Entries for labeling bounding boxes
....
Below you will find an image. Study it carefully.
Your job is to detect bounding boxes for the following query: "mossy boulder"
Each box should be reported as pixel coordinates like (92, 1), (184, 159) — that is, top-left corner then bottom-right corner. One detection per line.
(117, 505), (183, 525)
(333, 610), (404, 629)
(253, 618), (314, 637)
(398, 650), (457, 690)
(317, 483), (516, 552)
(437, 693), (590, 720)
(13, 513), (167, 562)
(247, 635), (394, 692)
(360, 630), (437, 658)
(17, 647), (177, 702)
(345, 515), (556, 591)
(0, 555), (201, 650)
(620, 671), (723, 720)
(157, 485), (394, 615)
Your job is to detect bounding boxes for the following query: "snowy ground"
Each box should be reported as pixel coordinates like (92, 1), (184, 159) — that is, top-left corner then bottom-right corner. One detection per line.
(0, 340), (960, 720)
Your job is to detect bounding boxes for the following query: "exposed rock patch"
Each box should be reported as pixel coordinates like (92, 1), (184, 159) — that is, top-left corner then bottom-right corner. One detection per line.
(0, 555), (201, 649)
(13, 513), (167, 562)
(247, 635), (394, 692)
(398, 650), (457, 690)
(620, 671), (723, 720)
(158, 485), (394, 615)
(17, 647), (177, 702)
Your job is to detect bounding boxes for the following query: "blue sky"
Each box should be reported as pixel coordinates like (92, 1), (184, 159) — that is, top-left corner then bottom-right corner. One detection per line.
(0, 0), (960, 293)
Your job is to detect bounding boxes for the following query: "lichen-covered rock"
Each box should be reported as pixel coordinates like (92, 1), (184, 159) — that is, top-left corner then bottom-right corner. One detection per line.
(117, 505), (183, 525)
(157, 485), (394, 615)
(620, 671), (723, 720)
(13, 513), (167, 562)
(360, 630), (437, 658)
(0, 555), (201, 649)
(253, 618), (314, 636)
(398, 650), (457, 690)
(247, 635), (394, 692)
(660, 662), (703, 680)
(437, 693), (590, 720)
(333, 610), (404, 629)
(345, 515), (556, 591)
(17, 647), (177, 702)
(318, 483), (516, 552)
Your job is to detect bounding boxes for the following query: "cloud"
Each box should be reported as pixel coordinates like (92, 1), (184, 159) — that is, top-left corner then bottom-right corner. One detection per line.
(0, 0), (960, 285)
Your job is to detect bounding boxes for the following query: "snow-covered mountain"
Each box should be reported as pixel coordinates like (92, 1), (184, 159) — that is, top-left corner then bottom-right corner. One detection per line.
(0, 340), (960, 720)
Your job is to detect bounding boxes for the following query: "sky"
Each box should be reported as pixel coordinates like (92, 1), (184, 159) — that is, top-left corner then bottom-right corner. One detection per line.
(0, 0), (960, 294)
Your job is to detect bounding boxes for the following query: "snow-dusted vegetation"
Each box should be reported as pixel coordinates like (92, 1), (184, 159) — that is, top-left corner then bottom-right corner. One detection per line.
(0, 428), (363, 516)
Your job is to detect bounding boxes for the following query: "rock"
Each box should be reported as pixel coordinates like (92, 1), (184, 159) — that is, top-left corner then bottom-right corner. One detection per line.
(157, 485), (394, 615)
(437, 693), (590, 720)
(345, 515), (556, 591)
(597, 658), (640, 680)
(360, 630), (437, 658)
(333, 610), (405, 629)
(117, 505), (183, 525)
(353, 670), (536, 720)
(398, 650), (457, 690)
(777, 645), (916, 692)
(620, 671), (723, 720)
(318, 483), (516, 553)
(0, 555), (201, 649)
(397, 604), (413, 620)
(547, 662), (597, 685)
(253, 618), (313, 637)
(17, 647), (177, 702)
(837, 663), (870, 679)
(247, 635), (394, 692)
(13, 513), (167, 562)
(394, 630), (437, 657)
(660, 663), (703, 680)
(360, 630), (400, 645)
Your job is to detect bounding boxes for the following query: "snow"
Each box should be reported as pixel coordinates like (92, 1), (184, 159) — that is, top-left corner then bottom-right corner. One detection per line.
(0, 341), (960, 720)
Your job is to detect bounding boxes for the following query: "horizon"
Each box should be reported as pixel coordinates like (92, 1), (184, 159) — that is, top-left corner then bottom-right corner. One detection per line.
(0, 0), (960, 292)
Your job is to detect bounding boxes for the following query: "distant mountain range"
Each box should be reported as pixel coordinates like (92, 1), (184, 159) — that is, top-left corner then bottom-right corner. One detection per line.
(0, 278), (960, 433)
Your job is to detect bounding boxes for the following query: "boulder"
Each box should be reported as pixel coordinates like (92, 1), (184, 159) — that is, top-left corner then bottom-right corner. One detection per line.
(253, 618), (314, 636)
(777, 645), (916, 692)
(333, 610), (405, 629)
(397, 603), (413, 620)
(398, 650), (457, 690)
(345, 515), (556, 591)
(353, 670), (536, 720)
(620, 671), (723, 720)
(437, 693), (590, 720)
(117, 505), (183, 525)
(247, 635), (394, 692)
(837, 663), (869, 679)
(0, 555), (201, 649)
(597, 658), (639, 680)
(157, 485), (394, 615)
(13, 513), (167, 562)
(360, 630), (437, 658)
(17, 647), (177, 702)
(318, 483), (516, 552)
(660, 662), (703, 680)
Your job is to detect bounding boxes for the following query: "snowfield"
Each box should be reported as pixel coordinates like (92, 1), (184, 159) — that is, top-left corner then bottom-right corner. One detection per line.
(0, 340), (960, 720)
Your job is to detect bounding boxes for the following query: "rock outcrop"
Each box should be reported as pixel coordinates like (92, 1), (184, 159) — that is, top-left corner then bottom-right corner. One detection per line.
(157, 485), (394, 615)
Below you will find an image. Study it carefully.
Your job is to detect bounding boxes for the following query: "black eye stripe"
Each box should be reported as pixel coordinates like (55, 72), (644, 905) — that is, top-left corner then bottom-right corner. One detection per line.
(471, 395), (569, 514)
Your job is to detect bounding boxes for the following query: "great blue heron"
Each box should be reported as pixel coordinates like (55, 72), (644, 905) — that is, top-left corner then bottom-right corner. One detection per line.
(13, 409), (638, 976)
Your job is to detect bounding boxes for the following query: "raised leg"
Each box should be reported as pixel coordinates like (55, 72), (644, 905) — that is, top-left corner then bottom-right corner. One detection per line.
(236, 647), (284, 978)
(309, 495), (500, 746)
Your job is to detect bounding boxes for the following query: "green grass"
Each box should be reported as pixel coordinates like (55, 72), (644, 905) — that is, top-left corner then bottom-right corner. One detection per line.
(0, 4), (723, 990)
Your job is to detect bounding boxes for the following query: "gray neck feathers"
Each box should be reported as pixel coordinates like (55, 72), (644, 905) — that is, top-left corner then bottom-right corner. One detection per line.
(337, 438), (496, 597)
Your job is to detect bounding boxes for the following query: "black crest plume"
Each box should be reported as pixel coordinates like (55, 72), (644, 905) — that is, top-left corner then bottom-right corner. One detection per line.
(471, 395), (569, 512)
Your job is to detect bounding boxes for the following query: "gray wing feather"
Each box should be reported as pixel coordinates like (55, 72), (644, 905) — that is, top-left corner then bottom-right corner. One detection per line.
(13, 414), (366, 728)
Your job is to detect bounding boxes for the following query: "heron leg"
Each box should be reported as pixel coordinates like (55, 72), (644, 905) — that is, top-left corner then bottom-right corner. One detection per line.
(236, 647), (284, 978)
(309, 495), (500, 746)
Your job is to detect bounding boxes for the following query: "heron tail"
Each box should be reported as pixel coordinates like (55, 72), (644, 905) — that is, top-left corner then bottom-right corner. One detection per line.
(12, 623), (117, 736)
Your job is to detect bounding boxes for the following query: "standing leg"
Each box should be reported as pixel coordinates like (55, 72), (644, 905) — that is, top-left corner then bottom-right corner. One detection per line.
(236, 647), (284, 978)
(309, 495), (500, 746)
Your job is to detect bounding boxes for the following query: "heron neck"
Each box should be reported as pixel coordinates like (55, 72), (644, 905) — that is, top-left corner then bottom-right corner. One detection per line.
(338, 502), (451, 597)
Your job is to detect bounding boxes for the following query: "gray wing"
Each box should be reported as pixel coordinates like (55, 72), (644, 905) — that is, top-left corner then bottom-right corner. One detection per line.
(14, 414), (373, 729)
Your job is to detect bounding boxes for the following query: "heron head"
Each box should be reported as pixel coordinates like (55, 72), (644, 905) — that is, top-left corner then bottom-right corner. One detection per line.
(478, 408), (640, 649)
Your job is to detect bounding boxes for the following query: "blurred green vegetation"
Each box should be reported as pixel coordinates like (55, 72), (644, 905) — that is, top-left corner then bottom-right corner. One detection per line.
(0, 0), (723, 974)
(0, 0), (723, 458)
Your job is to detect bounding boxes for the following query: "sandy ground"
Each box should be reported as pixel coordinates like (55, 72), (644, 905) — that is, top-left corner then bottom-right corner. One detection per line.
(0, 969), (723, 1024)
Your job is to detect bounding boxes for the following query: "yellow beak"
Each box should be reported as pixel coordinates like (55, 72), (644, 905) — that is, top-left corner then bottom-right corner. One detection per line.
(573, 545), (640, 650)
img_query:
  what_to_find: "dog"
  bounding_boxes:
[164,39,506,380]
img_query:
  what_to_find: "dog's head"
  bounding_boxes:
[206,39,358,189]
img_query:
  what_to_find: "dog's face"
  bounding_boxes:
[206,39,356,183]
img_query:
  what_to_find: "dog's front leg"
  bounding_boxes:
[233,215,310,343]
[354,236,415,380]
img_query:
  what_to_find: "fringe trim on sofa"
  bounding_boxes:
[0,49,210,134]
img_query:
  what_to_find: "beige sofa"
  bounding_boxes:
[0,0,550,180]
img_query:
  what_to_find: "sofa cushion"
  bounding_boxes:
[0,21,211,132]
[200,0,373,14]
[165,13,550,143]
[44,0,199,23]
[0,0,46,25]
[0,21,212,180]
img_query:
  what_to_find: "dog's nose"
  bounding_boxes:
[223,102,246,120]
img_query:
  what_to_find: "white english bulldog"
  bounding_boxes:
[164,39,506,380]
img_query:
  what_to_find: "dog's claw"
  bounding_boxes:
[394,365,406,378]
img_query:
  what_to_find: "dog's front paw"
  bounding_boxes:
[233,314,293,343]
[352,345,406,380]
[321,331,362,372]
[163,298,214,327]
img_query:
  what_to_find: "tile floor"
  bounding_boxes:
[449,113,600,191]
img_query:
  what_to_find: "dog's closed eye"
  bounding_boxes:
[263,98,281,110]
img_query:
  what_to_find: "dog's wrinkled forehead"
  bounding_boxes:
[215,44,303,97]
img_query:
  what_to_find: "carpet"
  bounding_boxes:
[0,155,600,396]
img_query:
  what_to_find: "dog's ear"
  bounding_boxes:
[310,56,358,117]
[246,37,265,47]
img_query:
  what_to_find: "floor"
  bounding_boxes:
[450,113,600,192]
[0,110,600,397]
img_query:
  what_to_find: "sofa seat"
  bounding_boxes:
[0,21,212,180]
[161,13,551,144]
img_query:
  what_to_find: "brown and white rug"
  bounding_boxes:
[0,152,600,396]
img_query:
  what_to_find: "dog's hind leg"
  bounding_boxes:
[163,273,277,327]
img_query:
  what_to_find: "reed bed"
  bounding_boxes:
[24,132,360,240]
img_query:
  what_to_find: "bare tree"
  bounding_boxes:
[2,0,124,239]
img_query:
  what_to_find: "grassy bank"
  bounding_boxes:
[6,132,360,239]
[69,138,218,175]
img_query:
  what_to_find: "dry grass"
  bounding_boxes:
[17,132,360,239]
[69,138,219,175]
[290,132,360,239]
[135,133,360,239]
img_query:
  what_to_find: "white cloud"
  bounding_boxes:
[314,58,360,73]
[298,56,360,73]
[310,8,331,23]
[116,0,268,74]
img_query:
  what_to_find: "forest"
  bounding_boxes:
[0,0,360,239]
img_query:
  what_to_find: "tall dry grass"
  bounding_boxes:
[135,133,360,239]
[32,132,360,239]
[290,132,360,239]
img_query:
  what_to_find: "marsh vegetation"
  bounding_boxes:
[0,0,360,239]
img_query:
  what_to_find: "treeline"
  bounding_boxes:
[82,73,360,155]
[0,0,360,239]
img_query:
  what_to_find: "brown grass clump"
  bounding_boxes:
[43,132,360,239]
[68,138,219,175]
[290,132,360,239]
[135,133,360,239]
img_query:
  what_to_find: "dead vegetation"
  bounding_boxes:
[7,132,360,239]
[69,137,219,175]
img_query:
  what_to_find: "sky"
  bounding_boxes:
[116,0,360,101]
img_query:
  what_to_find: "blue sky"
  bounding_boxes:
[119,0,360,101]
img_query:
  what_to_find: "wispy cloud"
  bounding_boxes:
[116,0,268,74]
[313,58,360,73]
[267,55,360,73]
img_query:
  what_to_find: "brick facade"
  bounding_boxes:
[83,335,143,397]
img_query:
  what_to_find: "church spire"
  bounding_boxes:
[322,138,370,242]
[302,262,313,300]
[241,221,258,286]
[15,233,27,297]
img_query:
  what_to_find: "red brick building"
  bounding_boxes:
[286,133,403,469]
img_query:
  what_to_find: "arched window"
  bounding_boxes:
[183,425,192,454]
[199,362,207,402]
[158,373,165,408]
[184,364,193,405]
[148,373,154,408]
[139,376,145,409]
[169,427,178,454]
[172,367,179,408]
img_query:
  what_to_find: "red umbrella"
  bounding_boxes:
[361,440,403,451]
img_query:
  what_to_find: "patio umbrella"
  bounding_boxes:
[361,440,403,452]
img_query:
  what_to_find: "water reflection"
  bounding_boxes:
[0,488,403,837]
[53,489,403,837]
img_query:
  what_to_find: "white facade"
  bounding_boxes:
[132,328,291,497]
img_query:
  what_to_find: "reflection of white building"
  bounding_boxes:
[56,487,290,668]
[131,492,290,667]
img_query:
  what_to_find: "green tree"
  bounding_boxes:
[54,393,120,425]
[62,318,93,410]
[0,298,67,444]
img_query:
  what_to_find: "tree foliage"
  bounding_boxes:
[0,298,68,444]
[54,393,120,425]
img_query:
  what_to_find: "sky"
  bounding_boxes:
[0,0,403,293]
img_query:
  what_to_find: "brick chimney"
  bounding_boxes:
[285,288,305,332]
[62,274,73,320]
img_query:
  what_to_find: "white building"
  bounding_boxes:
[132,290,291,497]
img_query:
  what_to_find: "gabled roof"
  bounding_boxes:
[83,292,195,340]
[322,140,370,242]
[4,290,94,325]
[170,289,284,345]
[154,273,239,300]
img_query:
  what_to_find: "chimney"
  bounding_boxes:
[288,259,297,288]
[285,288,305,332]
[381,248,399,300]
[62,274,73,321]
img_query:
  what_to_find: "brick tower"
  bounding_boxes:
....
Required task - From the listing above, please select every line that contains the string "cloud" and copy each one out in full. Case counts.

Exercise answer -
Your job is to detect bounding boxes for the following query: "cloud"
  what_to_find: "white cloud"
  what_to_find: "wispy cloud"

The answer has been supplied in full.